REQUIRED WORK ->
• A. Write out the stretch of the Everest passage from "My journey to" through "and professional lives.".
• B. In the Everest passage, how far from the summit was the writer on May 21, 2006?

EXCERPTED PASSAGE ->
□ □ □

First presented at the 2008 Annual Meeting
On May 21, 2006, I realized that I was not going to summit Mount Everest. I was 450 meters from the summit; the temperature was minus-40 degrees Fahrenheit; the wind was picking up, and I was struggling. Within 48 hours of choosing to turn around, I knew that I would return to Everest.
My journey to the roof of the world changed my life forever. The lessons I learned on two expeditions to the north side of Everest have improved both my personal and professional lives.
Dream patiently with purpose
In 1979, I read the account of Reinhold Messner and Peter Habeler climbing Mount Everest for the first time without oxygen. I knew then that I wanted to climb to the highest point on our planet.
My climbing partners laughed at me. But as the years passed, I revisited that dream every climbing season. Over the years, I learned that you can spend your days dreaming, but without putting a plan of action in place, your dreams will continue to be dreams. By being patient and keeping our dreams alive, we progress purposefully, enhancing our potential. By patiently keeping my dream alive, I found myself on a second journey to Kathmandu, Nepal, in April 2007.
Manage your energy
If you could miraculously position a climber on the summit of Mount Everest without acclimatizing, they would be dead within half an hour. On any big mountain, you learn that, in order to adjust, you need to “climb high” and “sleep low,” pushing your limits then recharging your batteries.
We can apply this principle to our own lives. To operate at the cutting edge of our careers and lives, we must take some time out. “Sleeping low” is about finding balance in our lives through the Whole Person concept.
You reach the summit of Mount Everest by taking one slow step after the other. Climbing the mountain of life requires placing one foot in front of the other daily. In the financial planning business, our level of activity often determines our level of success. If you ever find yourself struggling, persevere and increase your activity.

□ □ □

Items from a dataset
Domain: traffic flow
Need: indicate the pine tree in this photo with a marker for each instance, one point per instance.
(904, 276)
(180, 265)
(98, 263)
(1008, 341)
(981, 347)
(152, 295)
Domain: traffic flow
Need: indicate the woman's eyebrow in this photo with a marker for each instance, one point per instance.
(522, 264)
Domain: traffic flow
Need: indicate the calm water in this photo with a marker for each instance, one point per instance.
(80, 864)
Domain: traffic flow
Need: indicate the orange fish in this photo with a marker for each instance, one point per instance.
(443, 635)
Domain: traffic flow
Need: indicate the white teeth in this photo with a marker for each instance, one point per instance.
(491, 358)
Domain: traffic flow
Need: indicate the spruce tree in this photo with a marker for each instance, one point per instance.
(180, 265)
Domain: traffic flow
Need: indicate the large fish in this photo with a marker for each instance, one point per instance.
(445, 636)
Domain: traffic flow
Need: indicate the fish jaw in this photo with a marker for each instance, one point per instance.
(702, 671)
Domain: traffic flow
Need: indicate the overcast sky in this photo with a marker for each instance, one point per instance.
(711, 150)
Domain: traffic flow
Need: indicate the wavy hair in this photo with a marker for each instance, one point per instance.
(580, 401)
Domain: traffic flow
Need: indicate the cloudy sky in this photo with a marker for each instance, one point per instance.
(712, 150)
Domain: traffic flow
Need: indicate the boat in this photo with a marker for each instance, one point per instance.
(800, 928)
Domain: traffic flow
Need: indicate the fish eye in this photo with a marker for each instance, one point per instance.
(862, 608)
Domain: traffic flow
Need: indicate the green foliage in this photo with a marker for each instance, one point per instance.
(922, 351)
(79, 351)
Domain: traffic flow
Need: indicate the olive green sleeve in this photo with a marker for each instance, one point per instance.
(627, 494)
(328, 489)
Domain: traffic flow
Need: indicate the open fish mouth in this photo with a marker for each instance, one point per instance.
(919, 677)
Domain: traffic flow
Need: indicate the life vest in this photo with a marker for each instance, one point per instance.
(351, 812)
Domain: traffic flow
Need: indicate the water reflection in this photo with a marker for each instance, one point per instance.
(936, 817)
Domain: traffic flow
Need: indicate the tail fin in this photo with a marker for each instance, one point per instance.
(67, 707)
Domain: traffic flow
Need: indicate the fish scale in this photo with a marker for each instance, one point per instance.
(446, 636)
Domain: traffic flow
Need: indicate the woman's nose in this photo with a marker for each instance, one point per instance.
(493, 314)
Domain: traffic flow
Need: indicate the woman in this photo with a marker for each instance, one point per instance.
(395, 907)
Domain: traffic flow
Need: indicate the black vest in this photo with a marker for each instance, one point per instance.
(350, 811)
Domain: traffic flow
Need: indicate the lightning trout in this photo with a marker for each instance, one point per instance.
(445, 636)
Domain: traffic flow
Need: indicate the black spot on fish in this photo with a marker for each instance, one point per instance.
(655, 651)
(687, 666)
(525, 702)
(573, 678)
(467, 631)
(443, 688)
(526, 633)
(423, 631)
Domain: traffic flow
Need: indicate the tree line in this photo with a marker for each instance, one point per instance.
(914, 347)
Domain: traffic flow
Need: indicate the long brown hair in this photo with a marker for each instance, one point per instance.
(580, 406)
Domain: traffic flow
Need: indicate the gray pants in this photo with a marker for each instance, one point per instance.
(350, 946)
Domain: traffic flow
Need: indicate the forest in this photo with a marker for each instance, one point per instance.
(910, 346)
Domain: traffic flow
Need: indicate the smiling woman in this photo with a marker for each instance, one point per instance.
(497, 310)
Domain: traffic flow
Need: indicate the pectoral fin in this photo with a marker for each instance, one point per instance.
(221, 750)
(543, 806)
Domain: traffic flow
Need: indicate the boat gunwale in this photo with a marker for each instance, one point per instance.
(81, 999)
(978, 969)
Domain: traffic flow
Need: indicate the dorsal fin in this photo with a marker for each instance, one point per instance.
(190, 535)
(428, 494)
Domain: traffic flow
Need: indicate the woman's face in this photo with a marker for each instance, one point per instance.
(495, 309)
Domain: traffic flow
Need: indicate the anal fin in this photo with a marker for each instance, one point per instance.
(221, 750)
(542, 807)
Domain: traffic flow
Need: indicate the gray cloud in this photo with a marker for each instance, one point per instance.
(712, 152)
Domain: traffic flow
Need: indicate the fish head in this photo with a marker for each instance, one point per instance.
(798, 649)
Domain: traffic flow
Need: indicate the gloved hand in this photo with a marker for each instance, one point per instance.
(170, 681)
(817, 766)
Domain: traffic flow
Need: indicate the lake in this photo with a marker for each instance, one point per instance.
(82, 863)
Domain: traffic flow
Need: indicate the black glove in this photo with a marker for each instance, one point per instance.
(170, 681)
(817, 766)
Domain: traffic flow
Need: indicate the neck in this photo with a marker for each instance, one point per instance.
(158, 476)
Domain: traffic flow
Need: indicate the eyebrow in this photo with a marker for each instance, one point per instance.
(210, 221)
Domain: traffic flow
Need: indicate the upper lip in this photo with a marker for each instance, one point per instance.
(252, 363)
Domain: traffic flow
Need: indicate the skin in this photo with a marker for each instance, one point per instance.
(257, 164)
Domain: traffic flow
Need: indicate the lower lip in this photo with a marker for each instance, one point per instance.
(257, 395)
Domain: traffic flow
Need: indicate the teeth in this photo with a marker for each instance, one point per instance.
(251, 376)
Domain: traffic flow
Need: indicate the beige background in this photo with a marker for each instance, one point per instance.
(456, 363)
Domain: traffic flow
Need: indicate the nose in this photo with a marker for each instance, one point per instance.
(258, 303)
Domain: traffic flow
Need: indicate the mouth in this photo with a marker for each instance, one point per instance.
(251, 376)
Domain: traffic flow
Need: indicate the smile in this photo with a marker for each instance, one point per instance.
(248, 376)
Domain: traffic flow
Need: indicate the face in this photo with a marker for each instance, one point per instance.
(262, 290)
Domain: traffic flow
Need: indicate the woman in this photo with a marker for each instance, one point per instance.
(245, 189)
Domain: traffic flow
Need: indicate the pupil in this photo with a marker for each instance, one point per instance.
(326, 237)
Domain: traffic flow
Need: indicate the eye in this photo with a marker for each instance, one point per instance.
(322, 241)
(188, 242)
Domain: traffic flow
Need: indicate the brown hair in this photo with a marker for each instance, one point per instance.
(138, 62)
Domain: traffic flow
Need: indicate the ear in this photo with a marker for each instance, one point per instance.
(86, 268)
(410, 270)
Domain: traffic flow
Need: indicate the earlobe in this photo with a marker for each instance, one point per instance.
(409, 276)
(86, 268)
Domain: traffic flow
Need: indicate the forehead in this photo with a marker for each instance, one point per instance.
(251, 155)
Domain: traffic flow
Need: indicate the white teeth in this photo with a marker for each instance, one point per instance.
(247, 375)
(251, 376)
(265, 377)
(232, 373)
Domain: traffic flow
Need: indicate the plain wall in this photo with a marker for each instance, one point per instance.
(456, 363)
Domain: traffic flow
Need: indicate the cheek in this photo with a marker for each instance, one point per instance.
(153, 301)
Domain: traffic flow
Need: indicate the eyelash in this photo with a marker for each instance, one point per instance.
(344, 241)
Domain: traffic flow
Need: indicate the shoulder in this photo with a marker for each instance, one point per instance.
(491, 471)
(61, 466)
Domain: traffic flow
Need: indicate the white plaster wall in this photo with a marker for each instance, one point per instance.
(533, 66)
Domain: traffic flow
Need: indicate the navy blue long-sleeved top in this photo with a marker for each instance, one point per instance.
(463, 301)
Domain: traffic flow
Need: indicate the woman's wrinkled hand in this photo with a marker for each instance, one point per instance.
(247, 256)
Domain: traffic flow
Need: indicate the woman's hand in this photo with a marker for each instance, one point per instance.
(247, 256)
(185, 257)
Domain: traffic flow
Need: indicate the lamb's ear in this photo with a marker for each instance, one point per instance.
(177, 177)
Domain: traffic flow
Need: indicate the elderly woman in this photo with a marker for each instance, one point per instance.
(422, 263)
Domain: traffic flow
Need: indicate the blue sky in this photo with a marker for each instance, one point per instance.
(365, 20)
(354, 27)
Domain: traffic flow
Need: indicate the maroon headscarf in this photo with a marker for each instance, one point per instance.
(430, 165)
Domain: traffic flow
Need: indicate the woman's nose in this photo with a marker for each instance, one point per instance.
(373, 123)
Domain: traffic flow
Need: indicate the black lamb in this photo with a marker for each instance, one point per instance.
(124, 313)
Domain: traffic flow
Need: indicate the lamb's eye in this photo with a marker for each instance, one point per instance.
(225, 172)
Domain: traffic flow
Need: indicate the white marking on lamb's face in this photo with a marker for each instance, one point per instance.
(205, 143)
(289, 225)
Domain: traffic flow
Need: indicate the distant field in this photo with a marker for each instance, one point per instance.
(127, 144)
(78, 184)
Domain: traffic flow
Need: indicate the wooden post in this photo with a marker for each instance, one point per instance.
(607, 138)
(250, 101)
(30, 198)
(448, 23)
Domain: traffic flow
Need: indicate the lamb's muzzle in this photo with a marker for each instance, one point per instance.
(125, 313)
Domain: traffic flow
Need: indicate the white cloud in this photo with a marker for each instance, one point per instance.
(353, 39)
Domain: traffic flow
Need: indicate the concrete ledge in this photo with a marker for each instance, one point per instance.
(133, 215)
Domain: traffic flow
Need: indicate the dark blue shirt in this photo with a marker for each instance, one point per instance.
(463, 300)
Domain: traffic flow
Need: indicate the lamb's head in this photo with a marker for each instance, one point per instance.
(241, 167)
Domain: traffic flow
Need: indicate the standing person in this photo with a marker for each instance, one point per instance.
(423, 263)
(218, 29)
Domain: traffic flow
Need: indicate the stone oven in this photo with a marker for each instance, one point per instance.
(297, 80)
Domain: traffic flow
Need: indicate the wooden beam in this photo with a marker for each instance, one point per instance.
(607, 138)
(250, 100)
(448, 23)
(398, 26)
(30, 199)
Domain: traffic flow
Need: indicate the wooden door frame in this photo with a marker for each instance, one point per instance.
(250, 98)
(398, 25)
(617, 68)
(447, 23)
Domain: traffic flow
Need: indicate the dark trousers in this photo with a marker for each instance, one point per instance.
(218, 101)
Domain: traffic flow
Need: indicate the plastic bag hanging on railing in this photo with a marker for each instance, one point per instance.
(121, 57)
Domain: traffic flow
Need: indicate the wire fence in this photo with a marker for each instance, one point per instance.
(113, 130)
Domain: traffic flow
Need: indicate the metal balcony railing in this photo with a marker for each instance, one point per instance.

□ □ □

SOLUTION SET ->
• A.
My journey to the roof of the world changed my life forever. The lessons I learned on two expeditions to the north side of Everest have improved both my personal and professional lives.

• B. 450 meters